**Text passage**
________________________________________
What's the Railroad to Me?
What's the railroad to me?
I never go to see
Where it ends.
It fills a few hollows,
And makes banks for the swallows,
It sets the sand a-blowing,
And the blackberries a-growing.

   -- Henry David Thoreau


Note: From Thoreau's novel 'Walden'

Today's piece forms an interesting counterpoint to poems like Stevenson's
'From a Railway Carriage'. Like roads, railroads (and trains) have garnered
a considerable body of poetry, and for much the same reason. There is a deep
fascination with travel that permeates the collective consciousness; that has
moved countless poets and writers and been responsible for some of their
best works.

In 'What's the Railroad to Me', Thoreau presents a rather different point of
view - that of the uninterested (one is tempted to say 'parochial') person
who 'never goes to see where it ends'. This is in one sense not a
particularly startling viewpoint - it finds echoes in every complaint about
future shock, or the increasingly pervasive intrusion of the 'modern' world
into every surviving enclave of the old one. I do, however, like Thoreau's
treatment of it - the railroad is viewed not as an intrusion, a slash across
the countryside, but rather an accepted part of it. 'What's the railroad to
me?' asks the narrator, and then goes on to answer his question - rather
than a mere rhetorical hook leading in to a rant about the railroad, this is
a genuine exploration of the railroad's place in the surrounding landscape,
from the point of view of someone who cares neither for point A nor for
point B.
________________________________________
**Set problem A**
From the text on Thoreau's railroad poem, reproduce word for word the part that opens with the words containing "Today's piece forms" and closes with "best works.".
**Set problem B**
Please condense the paragraph of the text on Thoreau's railroad poem that begins "In 'What's the Railroad to Me', Thoreau presents", keeping its main facts.
________________________________________
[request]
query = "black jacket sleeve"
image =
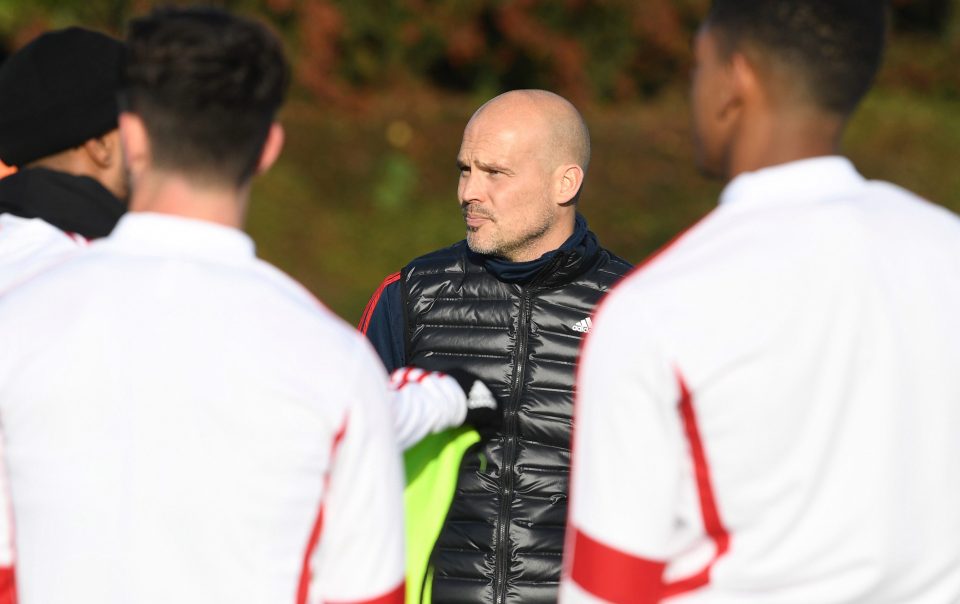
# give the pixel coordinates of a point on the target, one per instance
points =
(382, 323)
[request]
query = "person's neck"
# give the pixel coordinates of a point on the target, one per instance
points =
(167, 193)
(778, 139)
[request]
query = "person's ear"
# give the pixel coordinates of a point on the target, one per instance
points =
(271, 148)
(101, 150)
(569, 180)
(741, 90)
(135, 143)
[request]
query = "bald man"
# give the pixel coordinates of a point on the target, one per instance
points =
(510, 304)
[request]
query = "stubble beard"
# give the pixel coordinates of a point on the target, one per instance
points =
(501, 245)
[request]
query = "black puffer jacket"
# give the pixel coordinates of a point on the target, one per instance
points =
(503, 537)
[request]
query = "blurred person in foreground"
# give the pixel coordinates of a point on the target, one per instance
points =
(769, 410)
(183, 422)
(510, 304)
(58, 125)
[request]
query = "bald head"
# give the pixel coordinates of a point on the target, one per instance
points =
(522, 162)
(562, 133)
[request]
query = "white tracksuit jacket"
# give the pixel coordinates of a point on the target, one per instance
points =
(184, 423)
(769, 410)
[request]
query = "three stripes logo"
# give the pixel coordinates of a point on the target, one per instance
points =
(583, 325)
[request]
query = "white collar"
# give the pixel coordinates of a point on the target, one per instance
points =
(168, 234)
(799, 181)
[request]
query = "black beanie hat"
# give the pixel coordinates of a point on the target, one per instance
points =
(57, 92)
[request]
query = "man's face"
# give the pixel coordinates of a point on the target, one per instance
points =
(506, 187)
(709, 92)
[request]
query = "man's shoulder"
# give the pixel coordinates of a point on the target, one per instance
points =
(451, 252)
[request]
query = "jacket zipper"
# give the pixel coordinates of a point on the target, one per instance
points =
(510, 436)
(502, 561)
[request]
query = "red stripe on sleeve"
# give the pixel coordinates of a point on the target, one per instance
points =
(613, 575)
(364, 324)
(708, 503)
(8, 585)
(394, 597)
(303, 588)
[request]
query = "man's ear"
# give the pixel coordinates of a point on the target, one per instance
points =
(271, 148)
(743, 86)
(101, 150)
(570, 178)
(135, 143)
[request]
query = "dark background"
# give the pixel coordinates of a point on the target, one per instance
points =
(383, 89)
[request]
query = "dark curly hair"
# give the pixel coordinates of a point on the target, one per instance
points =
(832, 47)
(207, 85)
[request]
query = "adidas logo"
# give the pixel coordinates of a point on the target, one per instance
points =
(583, 325)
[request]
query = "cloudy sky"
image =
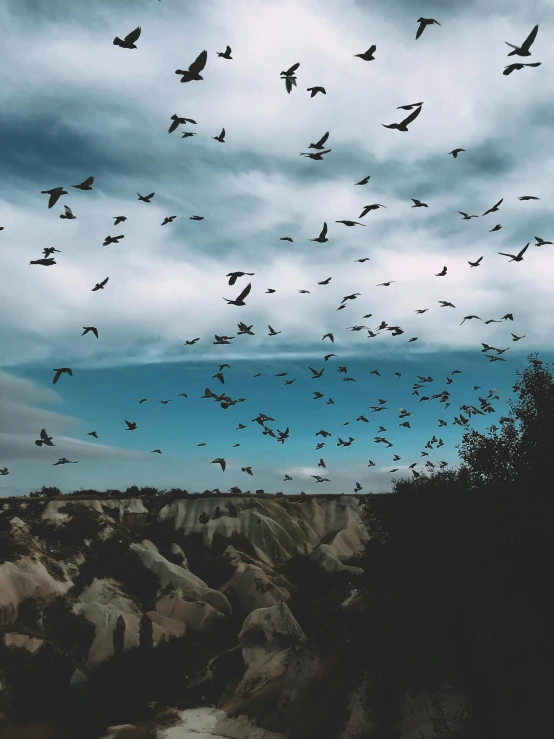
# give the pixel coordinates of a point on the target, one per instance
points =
(73, 105)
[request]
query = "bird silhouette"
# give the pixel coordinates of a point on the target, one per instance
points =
(518, 257)
(193, 72)
(240, 299)
(367, 56)
(523, 50)
(403, 125)
(423, 23)
(129, 40)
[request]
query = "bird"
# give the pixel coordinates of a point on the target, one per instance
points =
(367, 56)
(112, 240)
(177, 121)
(129, 40)
(193, 72)
(423, 23)
(512, 67)
(523, 50)
(59, 372)
(55, 194)
(403, 125)
(367, 208)
(494, 207)
(85, 185)
(68, 213)
(317, 157)
(321, 143)
(321, 239)
(518, 257)
(234, 275)
(44, 439)
(315, 90)
(240, 299)
(100, 285)
(44, 262)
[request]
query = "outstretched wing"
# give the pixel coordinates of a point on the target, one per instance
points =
(133, 36)
(529, 40)
(245, 292)
(411, 117)
(199, 63)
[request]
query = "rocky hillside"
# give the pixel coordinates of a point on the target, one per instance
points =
(116, 610)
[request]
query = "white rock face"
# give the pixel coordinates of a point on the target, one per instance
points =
(277, 528)
(25, 578)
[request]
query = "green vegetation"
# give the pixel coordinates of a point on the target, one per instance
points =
(457, 577)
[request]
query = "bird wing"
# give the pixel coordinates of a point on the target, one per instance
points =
(133, 36)
(245, 292)
(293, 69)
(526, 45)
(199, 63)
(411, 117)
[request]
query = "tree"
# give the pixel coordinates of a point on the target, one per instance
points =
(119, 635)
(522, 450)
(146, 632)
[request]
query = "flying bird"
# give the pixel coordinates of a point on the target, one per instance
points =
(85, 185)
(193, 72)
(523, 50)
(517, 257)
(68, 213)
(55, 194)
(423, 23)
(367, 56)
(240, 299)
(315, 90)
(59, 372)
(403, 125)
(321, 143)
(512, 67)
(100, 285)
(129, 40)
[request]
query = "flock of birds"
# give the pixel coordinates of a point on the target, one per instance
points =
(193, 73)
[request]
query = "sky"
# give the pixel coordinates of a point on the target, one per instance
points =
(74, 105)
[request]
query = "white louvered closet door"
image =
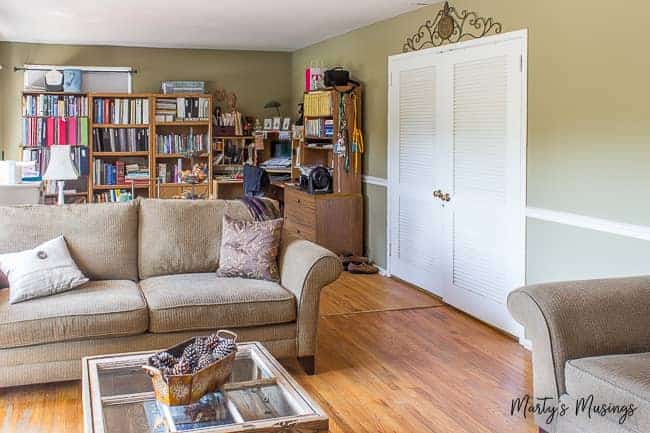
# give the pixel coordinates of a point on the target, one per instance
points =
(484, 223)
(415, 218)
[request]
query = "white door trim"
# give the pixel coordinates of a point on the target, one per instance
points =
(519, 34)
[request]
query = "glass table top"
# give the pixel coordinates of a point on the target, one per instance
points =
________________________________________
**Response A**
Today's piece forms an interesting counterpoint to poems like Stevenson's
'From a Railway Carriage'. Like roads, railroads (and trains) have garnered
a considerable body of poetry, and for much the same reason. There is a deep
fascination with travel that permeates the collective consciousness; that has
moved countless poets and writers and been responsible for some of their
best works.

**Response B**
Thoreau's poem takes the view of an uninterested, even parochial, person who never goes to see where the railroad ends. That view is not startling; it echoes complaints about future shock and about the modern world intruding on what remains of the old one. Still, the commentary praises Thoreau for treating the railroad as an accepted part of the countryside rather than as an intrusion. The narrator truly answers the question "What's the railroad to me?" instead of using it to start a rant. The poem explores the railroad's place in the landscape from the view of someone who cares about neither point A nor point B.